* _Problem statement_
When you reach the line with "of the cream", start repeating the lines exactly and keep going to the end of the records, but drop every picture.

* _Task input_
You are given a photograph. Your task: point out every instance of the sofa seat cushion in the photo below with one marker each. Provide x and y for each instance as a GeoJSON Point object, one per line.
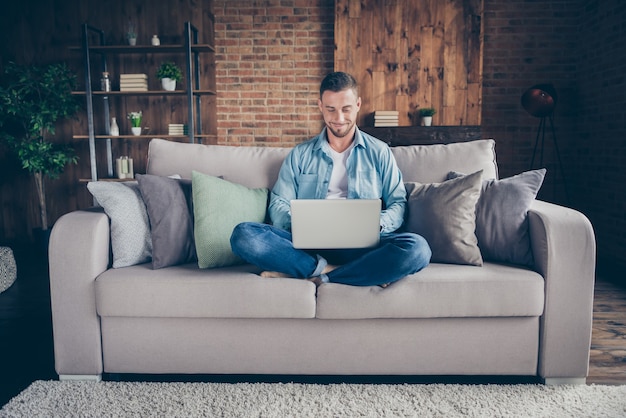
{"type": "Point", "coordinates": [188, 292]}
{"type": "Point", "coordinates": [440, 291]}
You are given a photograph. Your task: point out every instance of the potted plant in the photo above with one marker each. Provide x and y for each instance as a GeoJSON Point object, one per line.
{"type": "Point", "coordinates": [32, 100]}
{"type": "Point", "coordinates": [135, 122]}
{"type": "Point", "coordinates": [131, 33]}
{"type": "Point", "coordinates": [426, 114]}
{"type": "Point", "coordinates": [169, 73]}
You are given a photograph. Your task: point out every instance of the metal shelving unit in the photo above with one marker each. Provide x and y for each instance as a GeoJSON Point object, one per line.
{"type": "Point", "coordinates": [193, 92]}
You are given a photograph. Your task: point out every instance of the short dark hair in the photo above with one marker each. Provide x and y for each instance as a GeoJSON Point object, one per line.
{"type": "Point", "coordinates": [339, 81]}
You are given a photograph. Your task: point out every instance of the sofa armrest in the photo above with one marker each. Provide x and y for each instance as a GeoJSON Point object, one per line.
{"type": "Point", "coordinates": [564, 249]}
{"type": "Point", "coordinates": [78, 253]}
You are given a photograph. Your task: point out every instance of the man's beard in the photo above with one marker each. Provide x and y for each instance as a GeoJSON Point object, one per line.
{"type": "Point", "coordinates": [343, 133]}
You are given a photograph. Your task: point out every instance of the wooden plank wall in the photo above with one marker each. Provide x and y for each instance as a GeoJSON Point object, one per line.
{"type": "Point", "coordinates": [42, 32]}
{"type": "Point", "coordinates": [409, 54]}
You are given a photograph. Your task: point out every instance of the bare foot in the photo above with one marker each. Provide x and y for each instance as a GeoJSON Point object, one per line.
{"type": "Point", "coordinates": [270, 274]}
{"type": "Point", "coordinates": [316, 280]}
{"type": "Point", "coordinates": [329, 268]}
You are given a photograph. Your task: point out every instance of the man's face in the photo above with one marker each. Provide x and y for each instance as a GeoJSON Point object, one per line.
{"type": "Point", "coordinates": [340, 110]}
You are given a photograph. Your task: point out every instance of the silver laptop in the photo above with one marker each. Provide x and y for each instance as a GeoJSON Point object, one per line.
{"type": "Point", "coordinates": [335, 223]}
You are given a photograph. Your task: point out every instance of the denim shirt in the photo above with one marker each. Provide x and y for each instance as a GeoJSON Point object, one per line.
{"type": "Point", "coordinates": [372, 174]}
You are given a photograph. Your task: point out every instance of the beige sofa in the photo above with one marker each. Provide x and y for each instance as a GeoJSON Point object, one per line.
{"type": "Point", "coordinates": [449, 319]}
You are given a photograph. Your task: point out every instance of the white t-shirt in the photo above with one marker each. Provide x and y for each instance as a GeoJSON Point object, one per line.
{"type": "Point", "coordinates": [338, 185]}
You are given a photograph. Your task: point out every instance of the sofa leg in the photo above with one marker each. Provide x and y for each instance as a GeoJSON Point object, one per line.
{"type": "Point", "coordinates": [554, 381]}
{"type": "Point", "coordinates": [81, 377]}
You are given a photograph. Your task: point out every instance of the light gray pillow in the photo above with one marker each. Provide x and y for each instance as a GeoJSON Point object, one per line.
{"type": "Point", "coordinates": [130, 231]}
{"type": "Point", "coordinates": [171, 223]}
{"type": "Point", "coordinates": [445, 215]}
{"type": "Point", "coordinates": [502, 216]}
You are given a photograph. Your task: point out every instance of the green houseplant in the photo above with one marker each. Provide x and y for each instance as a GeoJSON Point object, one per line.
{"type": "Point", "coordinates": [426, 114]}
{"type": "Point", "coordinates": [169, 73]}
{"type": "Point", "coordinates": [32, 100]}
{"type": "Point", "coordinates": [427, 111]}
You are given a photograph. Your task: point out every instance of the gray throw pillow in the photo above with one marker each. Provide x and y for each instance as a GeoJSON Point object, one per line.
{"type": "Point", "coordinates": [445, 215]}
{"type": "Point", "coordinates": [168, 201]}
{"type": "Point", "coordinates": [502, 216]}
{"type": "Point", "coordinates": [130, 230]}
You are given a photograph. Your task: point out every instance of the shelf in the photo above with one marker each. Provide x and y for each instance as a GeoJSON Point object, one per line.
{"type": "Point", "coordinates": [146, 93]}
{"type": "Point", "coordinates": [191, 91]}
{"type": "Point", "coordinates": [145, 49]}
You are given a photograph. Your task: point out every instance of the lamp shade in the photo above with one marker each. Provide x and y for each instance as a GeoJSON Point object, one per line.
{"type": "Point", "coordinates": [540, 100]}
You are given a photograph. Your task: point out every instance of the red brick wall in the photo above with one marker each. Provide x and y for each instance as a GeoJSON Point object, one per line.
{"type": "Point", "coordinates": [271, 56]}
{"type": "Point", "coordinates": [528, 43]}
{"type": "Point", "coordinates": [601, 124]}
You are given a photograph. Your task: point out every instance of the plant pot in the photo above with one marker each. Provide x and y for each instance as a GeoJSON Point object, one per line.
{"type": "Point", "coordinates": [168, 84]}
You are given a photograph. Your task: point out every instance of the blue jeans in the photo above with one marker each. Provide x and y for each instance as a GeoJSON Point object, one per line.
{"type": "Point", "coordinates": [270, 248]}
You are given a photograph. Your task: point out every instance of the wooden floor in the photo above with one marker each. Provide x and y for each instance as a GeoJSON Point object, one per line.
{"type": "Point", "coordinates": [607, 362]}
{"type": "Point", "coordinates": [26, 352]}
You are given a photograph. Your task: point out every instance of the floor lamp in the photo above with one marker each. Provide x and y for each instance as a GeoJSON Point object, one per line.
{"type": "Point", "coordinates": [540, 101]}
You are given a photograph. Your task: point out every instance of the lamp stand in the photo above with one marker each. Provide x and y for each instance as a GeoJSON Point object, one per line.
{"type": "Point", "coordinates": [541, 134]}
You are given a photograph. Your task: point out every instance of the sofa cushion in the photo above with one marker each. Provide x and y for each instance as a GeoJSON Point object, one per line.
{"type": "Point", "coordinates": [253, 167]}
{"type": "Point", "coordinates": [219, 206]}
{"type": "Point", "coordinates": [445, 215]}
{"type": "Point", "coordinates": [171, 219]}
{"type": "Point", "coordinates": [440, 291]}
{"type": "Point", "coordinates": [187, 292]}
{"type": "Point", "coordinates": [130, 228]}
{"type": "Point", "coordinates": [502, 216]}
{"type": "Point", "coordinates": [432, 163]}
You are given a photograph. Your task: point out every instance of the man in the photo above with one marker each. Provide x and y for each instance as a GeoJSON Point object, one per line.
{"type": "Point", "coordinates": [341, 162]}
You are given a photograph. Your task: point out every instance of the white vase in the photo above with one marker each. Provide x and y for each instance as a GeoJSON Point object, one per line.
{"type": "Point", "coordinates": [114, 130]}
{"type": "Point", "coordinates": [168, 84]}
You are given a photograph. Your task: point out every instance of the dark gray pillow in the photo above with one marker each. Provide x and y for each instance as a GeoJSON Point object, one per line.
{"type": "Point", "coordinates": [168, 205]}
{"type": "Point", "coordinates": [502, 216]}
{"type": "Point", "coordinates": [445, 215]}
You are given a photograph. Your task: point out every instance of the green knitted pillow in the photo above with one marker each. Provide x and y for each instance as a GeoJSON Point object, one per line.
{"type": "Point", "coordinates": [218, 207]}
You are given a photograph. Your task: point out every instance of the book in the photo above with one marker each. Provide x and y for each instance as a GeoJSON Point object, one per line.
{"type": "Point", "coordinates": [122, 88]}
{"type": "Point", "coordinates": [133, 76]}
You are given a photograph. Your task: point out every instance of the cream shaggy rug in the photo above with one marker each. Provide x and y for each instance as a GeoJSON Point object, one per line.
{"type": "Point", "coordinates": [124, 399]}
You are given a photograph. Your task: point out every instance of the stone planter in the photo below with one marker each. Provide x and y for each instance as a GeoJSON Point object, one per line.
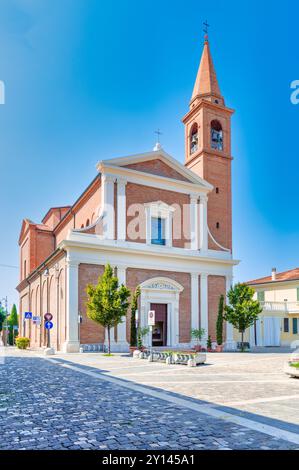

* _Response for this exercise_
You are given a photograph. Your task: point out every instance of the cream shaggy rug in the photo above with one marker each. Provide x and y for each instance as a GeoJSON Point object, one per line.
{"type": "Point", "coordinates": [124, 399]}
You are given a photograph. Your task: point out every instance of the stone planter in the photo below with one marker each. Provide x and y for each instance as a GeoJSON Point object, one per line.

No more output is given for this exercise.